(Saved entries)
=====

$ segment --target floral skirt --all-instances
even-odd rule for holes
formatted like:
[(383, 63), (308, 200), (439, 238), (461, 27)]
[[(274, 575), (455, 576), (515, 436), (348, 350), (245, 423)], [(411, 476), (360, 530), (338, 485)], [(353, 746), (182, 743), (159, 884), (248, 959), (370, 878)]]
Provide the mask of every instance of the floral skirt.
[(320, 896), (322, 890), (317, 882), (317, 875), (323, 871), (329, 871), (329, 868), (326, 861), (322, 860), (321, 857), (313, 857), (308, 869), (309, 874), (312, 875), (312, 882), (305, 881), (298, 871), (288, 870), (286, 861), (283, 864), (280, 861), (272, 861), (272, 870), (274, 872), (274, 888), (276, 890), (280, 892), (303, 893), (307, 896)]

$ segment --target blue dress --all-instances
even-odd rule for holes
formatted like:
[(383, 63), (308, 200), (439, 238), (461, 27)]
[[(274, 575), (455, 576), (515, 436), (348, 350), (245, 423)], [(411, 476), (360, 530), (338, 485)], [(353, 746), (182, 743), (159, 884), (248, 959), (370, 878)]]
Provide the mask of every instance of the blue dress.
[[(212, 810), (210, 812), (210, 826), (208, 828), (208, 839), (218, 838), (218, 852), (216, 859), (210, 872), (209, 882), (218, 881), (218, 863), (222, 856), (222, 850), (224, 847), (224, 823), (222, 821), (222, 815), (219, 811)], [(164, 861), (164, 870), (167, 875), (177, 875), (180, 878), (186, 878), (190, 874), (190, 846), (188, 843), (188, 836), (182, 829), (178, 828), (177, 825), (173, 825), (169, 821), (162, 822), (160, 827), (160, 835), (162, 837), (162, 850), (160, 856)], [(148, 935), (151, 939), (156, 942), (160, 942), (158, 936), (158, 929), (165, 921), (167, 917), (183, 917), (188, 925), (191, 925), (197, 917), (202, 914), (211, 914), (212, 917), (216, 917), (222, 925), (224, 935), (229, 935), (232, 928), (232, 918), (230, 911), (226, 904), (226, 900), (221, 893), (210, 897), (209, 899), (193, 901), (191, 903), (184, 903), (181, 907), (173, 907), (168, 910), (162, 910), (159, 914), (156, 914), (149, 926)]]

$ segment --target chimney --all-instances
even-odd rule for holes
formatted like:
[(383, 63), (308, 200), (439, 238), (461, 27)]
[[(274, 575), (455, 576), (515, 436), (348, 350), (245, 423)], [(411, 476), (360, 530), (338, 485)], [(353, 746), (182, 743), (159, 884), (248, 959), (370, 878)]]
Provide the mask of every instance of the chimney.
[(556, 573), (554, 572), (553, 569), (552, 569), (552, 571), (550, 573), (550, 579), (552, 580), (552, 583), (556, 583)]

=====

| What you will do |
Look for the word "instances" in the data, then return every line that contains it.

| Written solution |
$ segment --target floral skirt --all-instances
$ segment --target blue dress --all-instances
$ segment --target chimney --all-instances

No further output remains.